To do
Convert the stretch of material from the line containing "streak and record the pixel coordinates." through the end of the material into a numbered list, leaving out any blank lines.

Records from a data source
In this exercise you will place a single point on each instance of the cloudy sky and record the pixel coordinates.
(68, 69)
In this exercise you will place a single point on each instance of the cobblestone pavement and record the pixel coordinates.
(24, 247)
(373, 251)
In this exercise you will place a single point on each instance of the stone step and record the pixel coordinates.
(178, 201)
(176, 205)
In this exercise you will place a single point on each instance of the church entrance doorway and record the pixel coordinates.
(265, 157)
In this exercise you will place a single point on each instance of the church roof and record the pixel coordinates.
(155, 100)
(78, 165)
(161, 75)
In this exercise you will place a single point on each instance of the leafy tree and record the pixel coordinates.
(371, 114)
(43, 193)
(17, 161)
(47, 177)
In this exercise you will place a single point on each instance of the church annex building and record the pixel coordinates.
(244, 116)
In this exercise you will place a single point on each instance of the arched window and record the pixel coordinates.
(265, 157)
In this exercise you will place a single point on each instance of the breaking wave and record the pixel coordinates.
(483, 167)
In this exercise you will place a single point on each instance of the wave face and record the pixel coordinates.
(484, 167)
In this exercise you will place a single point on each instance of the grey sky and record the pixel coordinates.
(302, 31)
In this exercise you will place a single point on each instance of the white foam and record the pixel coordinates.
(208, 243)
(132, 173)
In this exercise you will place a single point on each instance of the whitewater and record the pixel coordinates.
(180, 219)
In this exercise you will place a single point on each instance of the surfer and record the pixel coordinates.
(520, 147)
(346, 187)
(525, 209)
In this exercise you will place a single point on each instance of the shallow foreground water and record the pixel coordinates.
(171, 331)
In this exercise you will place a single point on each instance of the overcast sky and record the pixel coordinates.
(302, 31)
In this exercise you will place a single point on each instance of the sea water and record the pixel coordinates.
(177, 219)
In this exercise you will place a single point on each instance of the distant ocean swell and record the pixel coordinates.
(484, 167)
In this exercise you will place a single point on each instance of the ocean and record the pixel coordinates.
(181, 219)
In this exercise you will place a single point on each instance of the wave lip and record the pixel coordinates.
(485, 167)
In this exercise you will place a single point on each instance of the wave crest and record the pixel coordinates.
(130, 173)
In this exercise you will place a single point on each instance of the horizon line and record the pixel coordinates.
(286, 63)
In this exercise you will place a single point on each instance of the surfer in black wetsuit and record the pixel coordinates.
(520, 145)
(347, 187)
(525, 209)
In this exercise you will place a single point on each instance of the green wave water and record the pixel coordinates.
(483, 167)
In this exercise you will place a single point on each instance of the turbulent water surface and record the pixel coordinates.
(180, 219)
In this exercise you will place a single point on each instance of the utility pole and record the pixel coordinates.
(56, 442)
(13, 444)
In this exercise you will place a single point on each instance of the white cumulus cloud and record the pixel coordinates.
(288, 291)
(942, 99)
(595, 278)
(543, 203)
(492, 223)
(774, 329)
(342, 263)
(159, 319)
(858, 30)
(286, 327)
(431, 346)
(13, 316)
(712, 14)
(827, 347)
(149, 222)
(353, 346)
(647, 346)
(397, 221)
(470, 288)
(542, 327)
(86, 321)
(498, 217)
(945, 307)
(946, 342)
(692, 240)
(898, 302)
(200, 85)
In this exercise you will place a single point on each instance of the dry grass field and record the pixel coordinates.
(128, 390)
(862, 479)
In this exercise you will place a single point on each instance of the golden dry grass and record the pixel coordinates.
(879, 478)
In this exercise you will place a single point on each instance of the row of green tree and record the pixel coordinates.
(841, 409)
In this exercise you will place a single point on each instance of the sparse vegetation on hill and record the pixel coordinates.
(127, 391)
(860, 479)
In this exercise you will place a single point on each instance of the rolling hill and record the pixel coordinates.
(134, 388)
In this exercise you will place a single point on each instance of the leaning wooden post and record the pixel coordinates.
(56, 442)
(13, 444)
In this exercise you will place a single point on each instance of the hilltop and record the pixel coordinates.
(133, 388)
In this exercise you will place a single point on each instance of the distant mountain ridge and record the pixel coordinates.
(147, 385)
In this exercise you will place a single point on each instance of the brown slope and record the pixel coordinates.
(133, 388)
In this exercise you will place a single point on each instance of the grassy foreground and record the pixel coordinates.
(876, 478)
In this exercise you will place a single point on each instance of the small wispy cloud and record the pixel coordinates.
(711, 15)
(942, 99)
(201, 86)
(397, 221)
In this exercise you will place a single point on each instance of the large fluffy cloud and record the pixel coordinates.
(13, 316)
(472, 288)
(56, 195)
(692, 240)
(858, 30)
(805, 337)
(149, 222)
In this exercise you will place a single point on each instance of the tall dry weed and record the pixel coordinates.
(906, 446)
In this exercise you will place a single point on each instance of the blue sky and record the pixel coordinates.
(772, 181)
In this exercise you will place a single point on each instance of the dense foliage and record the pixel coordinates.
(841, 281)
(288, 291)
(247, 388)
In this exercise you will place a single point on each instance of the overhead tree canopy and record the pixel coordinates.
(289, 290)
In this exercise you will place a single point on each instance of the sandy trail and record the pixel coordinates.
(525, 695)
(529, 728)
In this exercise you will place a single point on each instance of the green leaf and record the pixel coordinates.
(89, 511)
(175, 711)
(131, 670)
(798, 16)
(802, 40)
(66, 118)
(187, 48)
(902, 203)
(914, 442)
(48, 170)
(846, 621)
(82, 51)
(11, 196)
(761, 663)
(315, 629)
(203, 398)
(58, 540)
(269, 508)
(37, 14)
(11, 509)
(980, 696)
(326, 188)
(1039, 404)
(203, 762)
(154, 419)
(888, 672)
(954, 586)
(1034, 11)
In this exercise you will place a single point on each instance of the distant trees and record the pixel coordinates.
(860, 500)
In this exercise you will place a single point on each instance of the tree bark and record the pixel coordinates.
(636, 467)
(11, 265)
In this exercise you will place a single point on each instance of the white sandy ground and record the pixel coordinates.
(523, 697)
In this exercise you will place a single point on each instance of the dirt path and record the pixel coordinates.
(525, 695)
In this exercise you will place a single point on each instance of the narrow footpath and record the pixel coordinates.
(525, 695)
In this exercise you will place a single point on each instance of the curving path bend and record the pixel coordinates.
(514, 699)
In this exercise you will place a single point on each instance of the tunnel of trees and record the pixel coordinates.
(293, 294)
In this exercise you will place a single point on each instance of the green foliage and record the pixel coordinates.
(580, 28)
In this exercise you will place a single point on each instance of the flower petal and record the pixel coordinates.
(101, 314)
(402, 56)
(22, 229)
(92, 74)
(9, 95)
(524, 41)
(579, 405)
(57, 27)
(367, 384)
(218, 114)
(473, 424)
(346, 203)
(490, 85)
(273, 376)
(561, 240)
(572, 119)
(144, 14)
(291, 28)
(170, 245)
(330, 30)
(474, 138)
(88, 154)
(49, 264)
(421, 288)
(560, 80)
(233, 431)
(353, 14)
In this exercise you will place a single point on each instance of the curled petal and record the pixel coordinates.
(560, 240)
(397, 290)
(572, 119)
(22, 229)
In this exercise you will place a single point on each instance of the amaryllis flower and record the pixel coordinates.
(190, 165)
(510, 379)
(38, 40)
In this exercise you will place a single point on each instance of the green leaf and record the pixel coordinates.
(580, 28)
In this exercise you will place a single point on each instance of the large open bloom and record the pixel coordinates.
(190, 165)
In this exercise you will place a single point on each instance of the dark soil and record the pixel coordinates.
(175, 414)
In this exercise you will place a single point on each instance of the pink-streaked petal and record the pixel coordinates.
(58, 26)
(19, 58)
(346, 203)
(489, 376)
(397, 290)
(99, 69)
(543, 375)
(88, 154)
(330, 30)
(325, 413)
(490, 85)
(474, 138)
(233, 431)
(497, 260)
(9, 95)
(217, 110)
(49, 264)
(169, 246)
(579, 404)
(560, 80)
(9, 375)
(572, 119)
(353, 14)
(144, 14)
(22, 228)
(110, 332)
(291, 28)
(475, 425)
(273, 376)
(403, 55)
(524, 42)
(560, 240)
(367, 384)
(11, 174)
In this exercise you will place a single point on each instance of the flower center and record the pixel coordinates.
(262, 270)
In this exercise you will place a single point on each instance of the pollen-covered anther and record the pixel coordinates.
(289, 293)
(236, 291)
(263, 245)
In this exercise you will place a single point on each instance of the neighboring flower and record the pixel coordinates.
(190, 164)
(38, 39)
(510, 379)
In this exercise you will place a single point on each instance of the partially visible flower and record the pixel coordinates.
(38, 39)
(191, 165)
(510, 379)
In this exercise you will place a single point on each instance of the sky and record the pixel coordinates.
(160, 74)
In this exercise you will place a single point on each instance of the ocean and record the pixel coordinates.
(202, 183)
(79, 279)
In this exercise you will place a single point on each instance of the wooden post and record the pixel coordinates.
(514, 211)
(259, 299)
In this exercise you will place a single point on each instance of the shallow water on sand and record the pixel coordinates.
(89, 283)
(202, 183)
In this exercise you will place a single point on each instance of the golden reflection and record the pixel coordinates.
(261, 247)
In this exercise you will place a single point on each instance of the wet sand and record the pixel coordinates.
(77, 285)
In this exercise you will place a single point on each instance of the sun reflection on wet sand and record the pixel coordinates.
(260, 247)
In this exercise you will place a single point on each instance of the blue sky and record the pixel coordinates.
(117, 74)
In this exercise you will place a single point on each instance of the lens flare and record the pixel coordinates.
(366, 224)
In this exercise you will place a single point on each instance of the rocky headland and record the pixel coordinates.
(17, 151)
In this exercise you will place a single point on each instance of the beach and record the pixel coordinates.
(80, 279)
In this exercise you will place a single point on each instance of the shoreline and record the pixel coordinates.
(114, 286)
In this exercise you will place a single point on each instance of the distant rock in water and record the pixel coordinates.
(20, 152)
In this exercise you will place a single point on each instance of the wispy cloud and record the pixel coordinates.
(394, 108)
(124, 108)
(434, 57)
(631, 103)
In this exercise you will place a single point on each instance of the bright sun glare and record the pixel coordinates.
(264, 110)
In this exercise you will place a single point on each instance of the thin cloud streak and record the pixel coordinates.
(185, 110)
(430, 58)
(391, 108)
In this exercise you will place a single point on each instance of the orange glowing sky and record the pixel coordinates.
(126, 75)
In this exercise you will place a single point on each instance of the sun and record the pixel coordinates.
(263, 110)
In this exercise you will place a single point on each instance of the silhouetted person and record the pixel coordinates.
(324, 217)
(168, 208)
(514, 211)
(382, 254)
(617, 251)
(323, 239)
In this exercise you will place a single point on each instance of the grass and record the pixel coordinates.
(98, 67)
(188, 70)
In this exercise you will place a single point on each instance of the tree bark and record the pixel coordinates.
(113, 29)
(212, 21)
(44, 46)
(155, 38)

Output below
1. In this exercise you will place a single point on each instance of the thin cloud streak and record the pixel coordinates.
2. (185, 110)
3. (430, 58)
4. (391, 108)
5. In this exercise you will place a single point on each instance of the orange glowing sky and record the pixel coordinates.
6. (126, 75)
7. In this exercise you will place a single point on each instance of the sun and record the pixel coordinates.
8. (263, 110)
9. In this exercise you will place a single point on each instance of the silhouetted person and record the pixel coordinates.
10. (324, 217)
11. (168, 208)
12. (514, 211)
13. (382, 254)
14. (617, 251)
15. (323, 239)
16. In this exercise you will place a single point on each instance of the grass and record the pixel coordinates.
17. (98, 67)
18. (188, 70)
19. In this exercise you will place a single point on each instance of the tree bark and record the pixel coordinates.
20. (113, 29)
21. (212, 21)
22. (44, 46)
23. (155, 38)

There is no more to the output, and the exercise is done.